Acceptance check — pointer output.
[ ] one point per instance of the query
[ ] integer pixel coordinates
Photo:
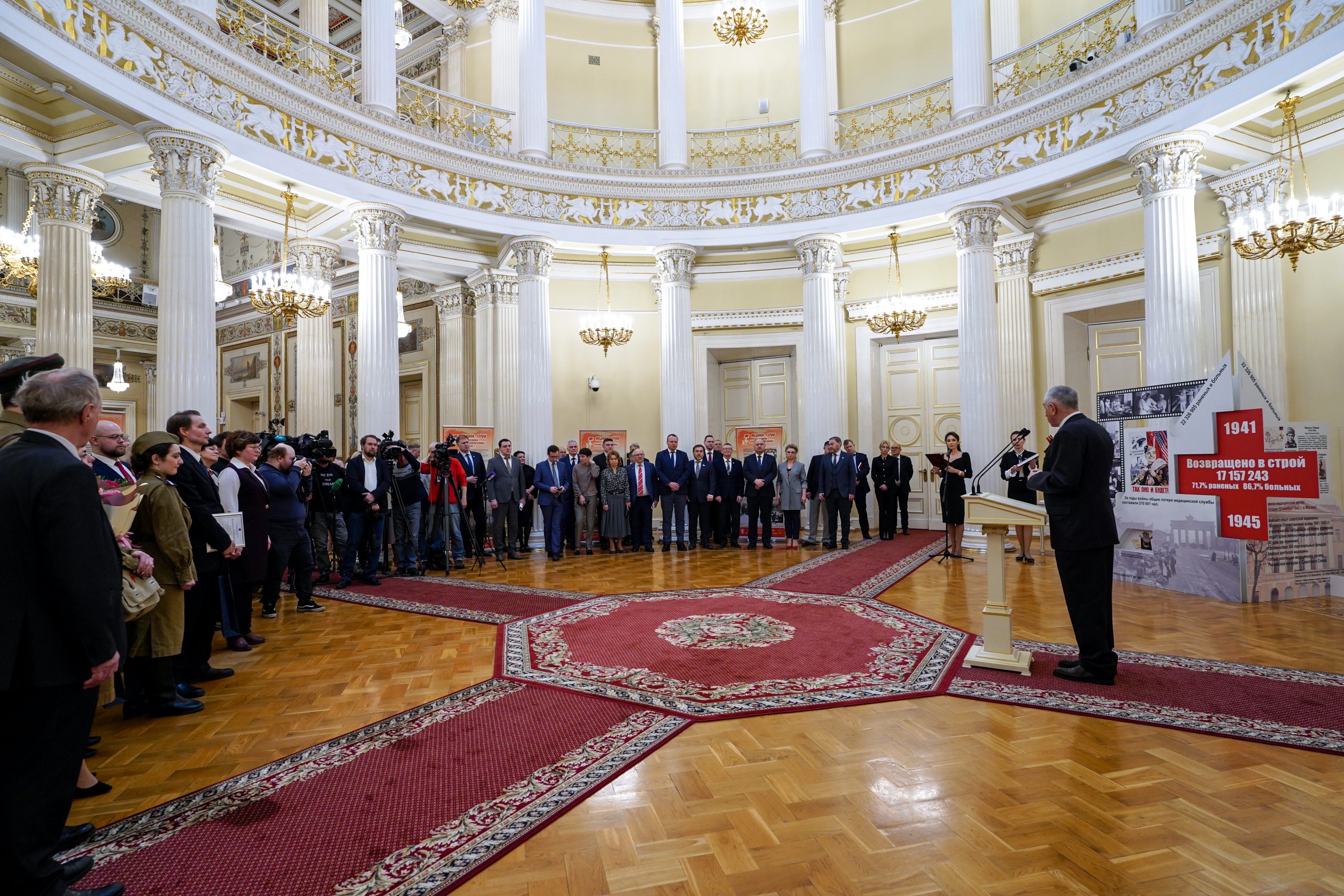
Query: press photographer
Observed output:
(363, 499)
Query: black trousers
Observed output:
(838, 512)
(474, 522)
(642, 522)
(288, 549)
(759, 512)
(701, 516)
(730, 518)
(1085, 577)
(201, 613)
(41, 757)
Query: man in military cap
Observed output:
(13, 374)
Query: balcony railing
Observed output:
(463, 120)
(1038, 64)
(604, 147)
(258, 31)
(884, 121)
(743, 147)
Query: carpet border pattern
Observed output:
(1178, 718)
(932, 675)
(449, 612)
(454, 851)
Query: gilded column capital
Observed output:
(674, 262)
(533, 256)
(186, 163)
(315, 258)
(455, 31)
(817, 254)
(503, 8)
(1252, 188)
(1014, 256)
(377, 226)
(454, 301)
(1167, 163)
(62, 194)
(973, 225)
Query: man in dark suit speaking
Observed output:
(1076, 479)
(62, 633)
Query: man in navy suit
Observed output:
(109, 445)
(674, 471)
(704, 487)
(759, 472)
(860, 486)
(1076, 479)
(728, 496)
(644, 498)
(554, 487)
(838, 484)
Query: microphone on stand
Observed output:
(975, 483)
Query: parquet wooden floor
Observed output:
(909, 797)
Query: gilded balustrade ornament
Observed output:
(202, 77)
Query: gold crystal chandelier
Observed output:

▸ **WHAT THE TASK ASKS**:
Give the data again exactly as written, with no pictures included.

▸ **SOLUTION**:
Acceptance check — pointer output.
[ ] one point per instance of the query
[ ] integer pixel coordinates
Photo:
Query: press photographer
Observed output:
(363, 499)
Query: black trousers
Observed output:
(838, 512)
(474, 522)
(642, 522)
(288, 549)
(759, 512)
(701, 516)
(730, 518)
(1085, 577)
(201, 613)
(41, 757)
Query: man in military cap
Observed output:
(13, 374)
Query: balcony railing
Observed output:
(463, 120)
(1038, 64)
(604, 147)
(258, 31)
(884, 121)
(743, 147)
Query: carpet border pattern
Observed output:
(1178, 718)
(932, 675)
(449, 612)
(454, 851)
Query: gilded column capital
Observed output:
(674, 262)
(533, 256)
(186, 163)
(315, 258)
(455, 31)
(817, 254)
(503, 8)
(1252, 188)
(1014, 256)
(377, 226)
(454, 301)
(1167, 163)
(62, 194)
(973, 225)
Query: man in dark suit speaking
Observed output:
(1076, 479)
(62, 633)
Query: man in navy suit
Observed output:
(109, 445)
(674, 471)
(704, 487)
(759, 472)
(860, 486)
(1076, 479)
(728, 496)
(644, 498)
(554, 487)
(838, 484)
Query: microphone on stand
Observed output:
(975, 483)
Query: parquet wooden floor
Observed output:
(909, 797)
Query: gilded balustrade ornament
Observed output:
(202, 77)
Query: gold crystal chandelier
Observed output:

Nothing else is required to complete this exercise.